TEXTO SELECCIONADO:
######

El final de El gran cuaderno no esconde sino un nuevo comienzo, una segunda parte de un filme que probablemente nunca se hará. Construido sobre una trilogía literaria y coguionizado por el propio director, János Szász, la semilla primigenia que ha permitido levantar este filme se escribió en 1986. Su autora, Agota Kristof, había nacido el 30 de octubre de 1935 y murió hace dos años, sin poder ver esta adaptación de su obra. Nacida en Csikvánd (Hungría), Agota Kristof se marchó de su país cuando, en 1956, las tropas del Pacto de Varsovia hollaban Budapest. Tenía entonces 21 años. Se refugió junto a su marido y una niña de 4 meses de edad en Neuchâtel, Suiza. Y allí rehizo su vida. Se divorció, sacó a su hija adelante, aprendió francés y en francés desarrolló su carrera literaria. De toda su obra, sobresale la trilogía Claus y Lucas, el nombre de los dos hermanos gemelos protagonistas de El gran cuaderno y de las otras dos partes, La prueba (1988) y La tercera mentira (1991). Lo extraño, y lo que hace muy difícil que se lleguen a filmar las otras dos entregas, duerme en la propia naturaleza de éstas, en su empeño en desmontar, en arrinconar lo que conforma la gran novela que El gran cuaderno es y en la falta de brío que Szász aplica en su incursión.

Que sea un director húngaro quien adapta esta obra de una húngara muerta en el exilio, cierra un ciclo y explica un tiempo. El de la Europa del siglo XX marcada en su zona vertebral por la locura del nazismo y por el delirio del Kremlin. Una Europa maligna que János Szász ilustra con pormenorizado cuidado; con devoción de cofrade angustiado porque sabe que trabaja material altamente inflamable, un cuerpo literario que puede aplastar a quien no tenga la fuerza suficiente. En su adaptación, János Szász toca a rebato campanadas solemnes, pero le tiemblan las piernas. Son tañidos graves que evocan en el público sensaciones lejanas pero inolvidables que van de El tambor de hojalata a Leólo; y de autores tan reseñables como Bèla Tarr y Elen Klimov.

######

DATOS DE ORIGEN:
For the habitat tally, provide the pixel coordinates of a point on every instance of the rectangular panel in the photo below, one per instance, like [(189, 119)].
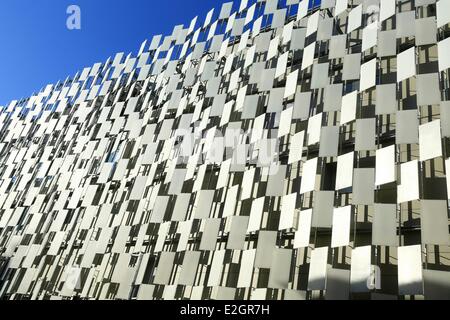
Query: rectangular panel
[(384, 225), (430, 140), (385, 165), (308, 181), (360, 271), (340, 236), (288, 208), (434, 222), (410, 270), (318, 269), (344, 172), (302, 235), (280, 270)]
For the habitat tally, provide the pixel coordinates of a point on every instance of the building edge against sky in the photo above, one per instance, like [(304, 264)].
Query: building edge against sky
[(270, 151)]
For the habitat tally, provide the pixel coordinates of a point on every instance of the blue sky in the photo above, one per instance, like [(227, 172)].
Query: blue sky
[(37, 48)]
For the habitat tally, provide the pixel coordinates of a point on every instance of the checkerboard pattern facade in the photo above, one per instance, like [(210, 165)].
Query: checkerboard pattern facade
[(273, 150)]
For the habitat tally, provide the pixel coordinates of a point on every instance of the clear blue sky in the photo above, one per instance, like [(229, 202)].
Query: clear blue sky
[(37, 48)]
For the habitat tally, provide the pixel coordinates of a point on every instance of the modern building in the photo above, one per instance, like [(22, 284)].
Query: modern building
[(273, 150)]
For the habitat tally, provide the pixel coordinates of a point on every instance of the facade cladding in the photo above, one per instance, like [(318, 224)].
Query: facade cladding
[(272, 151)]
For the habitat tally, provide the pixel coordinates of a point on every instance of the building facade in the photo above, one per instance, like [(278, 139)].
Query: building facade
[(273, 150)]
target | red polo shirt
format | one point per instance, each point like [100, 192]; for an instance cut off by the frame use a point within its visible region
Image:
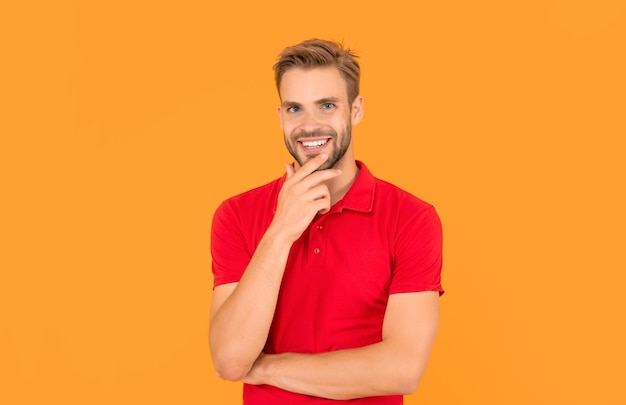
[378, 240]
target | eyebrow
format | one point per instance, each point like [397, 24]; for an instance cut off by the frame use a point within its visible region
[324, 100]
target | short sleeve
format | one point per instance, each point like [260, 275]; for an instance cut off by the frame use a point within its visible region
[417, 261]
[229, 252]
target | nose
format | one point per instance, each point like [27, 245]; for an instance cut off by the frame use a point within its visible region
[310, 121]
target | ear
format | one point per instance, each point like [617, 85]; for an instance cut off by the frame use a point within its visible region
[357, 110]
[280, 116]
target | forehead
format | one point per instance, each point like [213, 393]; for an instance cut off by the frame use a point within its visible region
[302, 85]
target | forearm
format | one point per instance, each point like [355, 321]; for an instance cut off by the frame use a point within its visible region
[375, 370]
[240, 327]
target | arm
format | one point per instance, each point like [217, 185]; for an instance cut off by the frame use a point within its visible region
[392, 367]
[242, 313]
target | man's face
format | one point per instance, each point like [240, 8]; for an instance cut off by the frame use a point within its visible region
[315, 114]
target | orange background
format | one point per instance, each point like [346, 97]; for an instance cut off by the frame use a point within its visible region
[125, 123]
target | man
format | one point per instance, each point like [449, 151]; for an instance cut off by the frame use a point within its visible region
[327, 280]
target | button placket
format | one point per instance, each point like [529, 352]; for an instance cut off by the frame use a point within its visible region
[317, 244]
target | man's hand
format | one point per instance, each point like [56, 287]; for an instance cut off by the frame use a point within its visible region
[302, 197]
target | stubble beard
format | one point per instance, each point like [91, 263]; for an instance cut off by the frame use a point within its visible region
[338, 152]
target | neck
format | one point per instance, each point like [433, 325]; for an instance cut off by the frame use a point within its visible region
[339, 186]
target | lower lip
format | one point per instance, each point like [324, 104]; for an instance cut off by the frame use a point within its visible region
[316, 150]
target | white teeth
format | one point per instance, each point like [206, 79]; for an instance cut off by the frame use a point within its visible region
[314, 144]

######

PROBLEMAS Y TAREAS:
a - Según la reseña sobre El gran cuaderno, ¿en qué ciudad suiza se refugió Agota Kristof?
b - Prolonga la reseña sobre El gran cuaderno a partir de su última oración.
Los registros son un material aparte, independiente del texto.

RESPUESTAS ESCRITAS:
a - En Neuchâtel.

b -
Esta mezcla de alambre de espino y crónica fraterna de la ignominia, se extiende dando golpes de desconcierto. El tema de los gemelos, una verdadera obsesión para Mengele retomada en la reciente e interesante Wakolda (El médico alemán) de Puenzo, da aquí lugar a un relato contenido; una fábula que avanza a saltos, que dribla la lógica para zigzagear en su discurso narrativo lleno de entradas y salidas de personajes que se desvanecen como fantasmas perdidos.

Con los estertores de la segunda guerra mundial de fondo, János Szász rehace la terrible historia de dos hermanos gemelos abandonados por su madre en la casa una abuela-bruja que les atiende sin amor, en el linde de un bosque rodeado por la muerte. Allí, en el corazón de las tinieblas, un campo de exterminio nazi quema vidas humanas. En el pueblo; el miedo y la miseria reinan. En su relación de hermanos, el castigo y la perversidad, establece un compás letal en donde no falta ninguna pieza del horror. János Szász, forjado en el cine documental, colaborador del proyecto Shoah y con una solvente incursión en el fantástico, une y (con)funde sus dos caras profesionales. Eso alumbra un filme-fábula, un cuento de horror, una película que se abisma en el infierno, pero que se percibe rebajada, como si hubiera miedo a penetrar allí, donde en la letra impresa, desbordaba fuego.